Task 1> Write out the part of the passage about life after leaving work that starts at "So what have" and ends at "bread to rise.".
Task 2> Please sum up the passage about life after leaving work in two sentences.
Task 3> Carry on the passage about life after leaving work from the point where it stops.

My first week at home just felt weird; it was as if I was on holiday, but not doing any holiday things. I still had it in my head that I’d be going back to work.
Now I have established a routine of sorts, one that will need some tweaks, but at least I don’t feel like a truant. The biggest problem I have is getting time to read and write. I thought there would be lots of time to do all kinds of things, but there isn’t – not unless you make time for them. I’m not watching daytime TV (or much TV at all) and I’m not lying in bed late, the alarm is no longer set for 5am, but I’m normally up by 6.30am or 7am.
What has been nice is the opportunity to spend more time with Margaret (my wife, for clarity). There was some concern that we would be under each other’s feet and on each other’s nerves. That hasn’t been the case, although we both need to sort out some “me time” in our diaries.
So what have I been doing since December 27? I love lists, so here’s a quick list.
Baking bread: my low-salt, low-sugar, high-fibre diet means that as much of what I eat as possible has to be home made. I’m not a health nut, but I don’t want six spoonfuls of sugar in my morning yoghurt, a spoonful in every slice of bread ... you get the idea. So I’m making my own bread and it’s been working out really well. I’ve made bread before, but now do two or three small loaves per week and I have it down to a fine art. It takes around 20 minutes preparation time and about two hours for the bread to rise.

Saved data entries
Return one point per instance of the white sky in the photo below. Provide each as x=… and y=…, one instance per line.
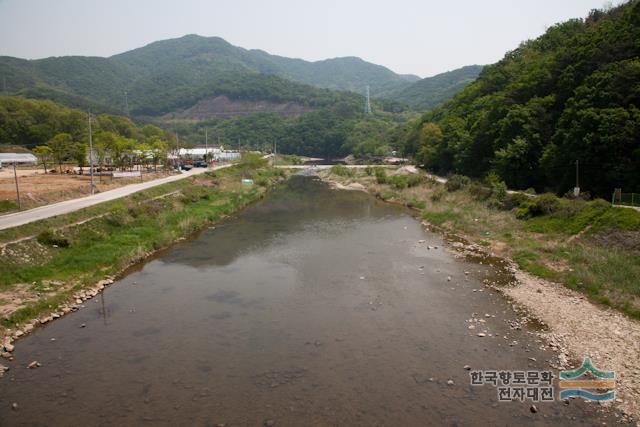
x=422, y=37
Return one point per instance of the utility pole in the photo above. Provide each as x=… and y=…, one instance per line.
x=15, y=175
x=367, y=105
x=175, y=161
x=91, y=153
x=576, y=189
x=126, y=104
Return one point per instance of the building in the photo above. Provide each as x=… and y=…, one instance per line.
x=215, y=152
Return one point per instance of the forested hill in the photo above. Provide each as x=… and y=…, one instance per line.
x=170, y=75
x=433, y=91
x=571, y=94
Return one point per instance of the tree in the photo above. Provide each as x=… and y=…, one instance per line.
x=431, y=139
x=158, y=151
x=60, y=146
x=43, y=153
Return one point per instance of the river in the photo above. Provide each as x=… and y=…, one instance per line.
x=313, y=307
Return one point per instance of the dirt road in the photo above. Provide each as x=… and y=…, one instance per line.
x=43, y=212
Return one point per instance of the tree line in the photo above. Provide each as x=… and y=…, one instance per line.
x=570, y=95
x=58, y=134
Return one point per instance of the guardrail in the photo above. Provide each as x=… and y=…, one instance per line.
x=625, y=199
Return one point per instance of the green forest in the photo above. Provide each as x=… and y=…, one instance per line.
x=570, y=95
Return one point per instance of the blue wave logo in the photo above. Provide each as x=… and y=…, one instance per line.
x=588, y=382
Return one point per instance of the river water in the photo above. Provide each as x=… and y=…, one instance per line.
x=313, y=307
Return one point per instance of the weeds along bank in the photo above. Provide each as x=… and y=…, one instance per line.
x=588, y=246
x=50, y=267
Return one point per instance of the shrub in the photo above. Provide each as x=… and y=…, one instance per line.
x=479, y=192
x=49, y=238
x=381, y=176
x=457, y=182
x=514, y=200
x=545, y=204
x=438, y=195
x=416, y=204
x=8, y=205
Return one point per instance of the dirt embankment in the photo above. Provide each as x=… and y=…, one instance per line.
x=221, y=106
x=575, y=327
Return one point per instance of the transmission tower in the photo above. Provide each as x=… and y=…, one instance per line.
x=367, y=104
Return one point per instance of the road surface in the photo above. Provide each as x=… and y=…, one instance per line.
x=20, y=218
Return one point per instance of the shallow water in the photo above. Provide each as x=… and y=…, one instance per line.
x=313, y=307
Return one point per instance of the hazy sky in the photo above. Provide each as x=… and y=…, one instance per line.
x=421, y=37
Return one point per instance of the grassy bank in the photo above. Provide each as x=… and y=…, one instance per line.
x=588, y=246
x=43, y=264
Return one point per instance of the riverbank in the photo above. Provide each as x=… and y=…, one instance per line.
x=50, y=267
x=542, y=263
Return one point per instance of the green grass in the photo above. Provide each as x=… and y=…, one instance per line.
x=439, y=218
x=539, y=241
x=134, y=227
x=343, y=171
x=8, y=206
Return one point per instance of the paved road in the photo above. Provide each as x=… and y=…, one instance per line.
x=61, y=208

Exercise answer 1>
So what have I been doing since December 27? I love lists, so here’s a quick list.
Baking bread: my low-salt, low-sugar, high-fibre diet means that as much of what I eat as possible has to be home made. I’m not a health nut, but I don’t want six spoonfuls of sugar in my morning yoghurt, a spoonful in every slice of bread ... you get the idea. So I’m making my own bread and it’s been working out really well. I’ve made bread before, but now do two or three small loaves per week and I have it down to a fine art. It takes around 20 minutes preparation time and about two hours for the bread to rise.

Exercise answer 2> After a strange first week at home, the writer has settled into a rough routine but finds it hard to get time to read and write, though spending more time with Margaret, the writer's wife, has been nice. The writer has also been baking two or three small loaves of bread a week to keep to a low-salt, low-sugar, high-fiber diet.

Exercise answer 3>
Cleaning: It was fair that we should share the housework chores, so we have a rota and specific jobs for me. My jobs are to clean the bathroom and downstairs loo, and to mop the floors in the kitchen (tiles) and lounge/front room (wood). We do that Monday, Wednesday and Friday and it takes a couple of hours.
Tree pruning: I’d offered to prune my sister’s fruit trees, lop some branches off her sycamore and also cut down her buddleia, which has got rather out of control. I did the buddleia and Maggie’s trees and cut the wood up for her to burn in her fire, but as we were getting to the end of the job, Margaret said she could smell something burning – was the chainsaw OK. I thought it might have been sawdust in the cogs, but we’d finished anyway, so I put the machine away.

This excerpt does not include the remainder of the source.